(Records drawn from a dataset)
****************
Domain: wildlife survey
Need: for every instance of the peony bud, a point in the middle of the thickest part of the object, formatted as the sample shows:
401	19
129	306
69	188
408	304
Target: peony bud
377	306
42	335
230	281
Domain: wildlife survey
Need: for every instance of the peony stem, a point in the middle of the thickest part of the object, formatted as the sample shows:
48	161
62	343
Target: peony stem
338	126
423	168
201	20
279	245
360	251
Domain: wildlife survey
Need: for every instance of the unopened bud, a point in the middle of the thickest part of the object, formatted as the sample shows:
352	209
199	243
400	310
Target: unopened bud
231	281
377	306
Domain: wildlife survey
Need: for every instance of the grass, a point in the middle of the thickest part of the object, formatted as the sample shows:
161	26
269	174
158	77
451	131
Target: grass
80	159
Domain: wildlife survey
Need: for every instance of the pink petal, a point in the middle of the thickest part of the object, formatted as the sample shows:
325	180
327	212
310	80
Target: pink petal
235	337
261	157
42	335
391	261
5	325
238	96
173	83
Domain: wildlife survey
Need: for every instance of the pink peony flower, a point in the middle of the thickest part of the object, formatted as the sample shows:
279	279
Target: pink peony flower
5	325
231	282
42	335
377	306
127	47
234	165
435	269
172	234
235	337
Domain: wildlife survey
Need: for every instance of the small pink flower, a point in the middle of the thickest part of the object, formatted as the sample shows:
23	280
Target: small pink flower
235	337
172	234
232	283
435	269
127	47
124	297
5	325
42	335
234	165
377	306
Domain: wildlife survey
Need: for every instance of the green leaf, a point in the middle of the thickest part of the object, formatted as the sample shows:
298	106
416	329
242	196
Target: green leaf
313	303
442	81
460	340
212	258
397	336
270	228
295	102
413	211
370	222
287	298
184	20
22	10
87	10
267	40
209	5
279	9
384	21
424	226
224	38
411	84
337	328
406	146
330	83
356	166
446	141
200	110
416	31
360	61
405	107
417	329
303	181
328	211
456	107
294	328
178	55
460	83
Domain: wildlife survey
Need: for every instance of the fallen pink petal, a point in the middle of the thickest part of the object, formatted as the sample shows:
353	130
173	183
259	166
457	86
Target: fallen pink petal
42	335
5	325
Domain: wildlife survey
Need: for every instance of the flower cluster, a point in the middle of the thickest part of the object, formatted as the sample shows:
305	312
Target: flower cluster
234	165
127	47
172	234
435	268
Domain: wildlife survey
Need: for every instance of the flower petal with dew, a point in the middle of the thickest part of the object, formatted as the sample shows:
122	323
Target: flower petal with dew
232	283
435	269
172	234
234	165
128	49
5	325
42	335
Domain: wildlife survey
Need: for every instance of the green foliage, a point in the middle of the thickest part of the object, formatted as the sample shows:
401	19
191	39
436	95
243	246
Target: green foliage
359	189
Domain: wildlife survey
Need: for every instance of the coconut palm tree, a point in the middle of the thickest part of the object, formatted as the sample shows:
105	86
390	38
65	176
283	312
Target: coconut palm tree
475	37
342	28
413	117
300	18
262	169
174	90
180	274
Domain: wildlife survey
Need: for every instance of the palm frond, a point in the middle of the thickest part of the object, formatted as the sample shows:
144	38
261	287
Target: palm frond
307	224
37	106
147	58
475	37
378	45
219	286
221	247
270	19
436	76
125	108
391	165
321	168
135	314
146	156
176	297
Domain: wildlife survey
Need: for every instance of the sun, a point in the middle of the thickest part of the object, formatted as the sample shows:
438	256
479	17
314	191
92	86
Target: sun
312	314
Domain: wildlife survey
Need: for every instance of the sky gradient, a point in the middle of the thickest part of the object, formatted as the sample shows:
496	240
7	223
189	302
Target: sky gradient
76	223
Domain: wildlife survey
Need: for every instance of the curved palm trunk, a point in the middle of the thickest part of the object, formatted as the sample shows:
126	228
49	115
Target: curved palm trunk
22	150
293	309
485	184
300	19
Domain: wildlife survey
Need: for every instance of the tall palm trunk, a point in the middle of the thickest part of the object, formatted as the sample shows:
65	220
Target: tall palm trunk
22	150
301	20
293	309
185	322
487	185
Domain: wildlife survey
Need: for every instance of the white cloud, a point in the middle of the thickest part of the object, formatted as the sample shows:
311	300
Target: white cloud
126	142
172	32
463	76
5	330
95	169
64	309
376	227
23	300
****************
Write out each line of the data above again, exactly as given.

> FINISHED TASK:
Domain: wildlife survey
Need: for every instance of the peony bud, a point in the middle of the thickest part of the object, formatted as the sample shows:
401	19
129	306
69	188
408	304
Target: peony bud
377	306
42	335
230	281
Domain: wildlife survey
Need: for every instance of the peony stem, a point in the middle of the thickest part of the object, formatted as the sample shows:
48	161
62	343
Target: peony stem
338	126
423	168
201	20
279	245
360	251
Domain: wildlife survey
Need: for every instance of the unopened bud, a point in the middle of the thickest part of the object, formatted as the sample shows:
352	209
199	243
400	310
Target: unopened bud
231	281
377	306
Domain: wildlife survey
Need: for every instance of the grass, a point in the middle of the thickest part of the object, formatted as the sample shows:
161	26
269	174
158	77
451	131
Target: grass
80	159
Domain: wildlife survey
Need: for every instance of the pink petal, a point in the middle of the thickest part of the object, formatted as the sample shows:
325	180
327	212
310	80
Target: pink petal
235	337
261	157
42	335
391	261
5	325
238	96
173	83
Domain: wildlife survey
Need: for every instance of the pink peony flower, a point in the middle of the thickest part of the object, formatted as the sample shows:
279	279
Target: pink peony flower
5	325
231	282
42	335
377	306
127	47
234	165
435	269
172	234
235	337
Domain: wildlife survey
Need: for every instance of the small pink flower, a point in the middle of the thickest part of the object, formatted as the sample shows:
23	280
Target: small pink flower
235	337
172	234
232	283
435	269
127	47
124	297
5	325
42	335
234	165
377	306
Domain: wildlife survey
Need: for every instance of the green leaf, a point in the middle of the thickest part of the object, formatted as the sample shows:
298	106
416	329
242	196
Target: green leaf
313	303
442	81
460	340
212	258
397	336
270	228
295	102
413	211
370	222
287	298
184	20
22	10
87	10
267	40
209	5
279	9
384	21
424	226
224	38
411	84
337	328
406	146
330	83
356	166
446	141
200	110
416	31
360	61
405	107
417	329
303	181
328	211
456	107
294	328
178	55
460	83
Domain: wildlife survey
Need: for every instance of the fallen pink petal, a point in the middle of the thickest part of the object, formatted as the sample shows:
353	130
173	183
259	166
457	86
Target: fallen pink petal
42	335
5	325
Domain: wildlife survey
Need: for every instance of the flower cluster, a point in the middle of the thickest part of the object, formatted as the sample shows:
305	312
Target: flower cluster
234	165
127	47
172	234
435	268
Domain: wildlife survey
Need: for every instance of the flower petal with dew, a point in the middle of the thickest part of the object, formatted as the sample shows:
122	323
Target: flower petal with dew
232	283
435	269
172	234
234	165
128	49
5	325
42	335
Domain: wildlife survey
Need: for every instance of the green foliage, a point in the middle of the thickest part of the object, formatted as the sample shows:
401	19
191	39
436	95
243	246
Target: green foliage
359	189
Domain: wildlife survey
Need: for every instance of the coconut palm tree, a point in the middle of the thickest part of the object, formatted as the sample shows:
105	86
390	38
65	176
283	312
Target: coconut palm tree
475	37
342	28
413	117
300	18
262	169
174	90
180	274
Domain: wildlife survey
Need: for every instance of the palm frond, a point in the middle of the thickest part of the object, formatted as the sample shows:
144	38
261	287
Target: palm frond
307	224
37	106
147	58
475	37
378	45
219	286
221	247
270	19
436	76
125	108
391	165
321	168
135	314
146	156
176	297
Domain: wildlife survey
Need: for every instance of the sun, a point in the middle of the thickest part of the object, formatted as the sample shows:
438	256
479	17
314	191
92	86
Target: sun
312	314
Domain: wildlife survey
Need: for every instance of the sky gradient, a point in the middle of the thickest part of the object, formatted as the sample shows:
496	240
7	223
189	302
Target: sky gradient
76	223
Domain: wildlife survey
Need: for every instance of the curved palm trunk, a point in the middle of the thickest part of the object, formatted as the sample shows:
126	228
49	115
Target: curved palm trunk
22	150
293	309
485	184
300	19
Domain: wildlife survey
Need: for every instance of the tall palm trunk, a point in the middle of the thickest part of the object, formatted as the sample shows:
65	220
Target: tall palm trunk
22	150
301	20
293	309
185	322
487	185
Domain: wildlife survey
Need: for every instance of the white cloud, a point in the middle of the thickest part of the object, formatted as the sample shows:
311	300
Target: white cloud
126	142
172	32
463	76
5	330
95	169
64	309
376	227
23	300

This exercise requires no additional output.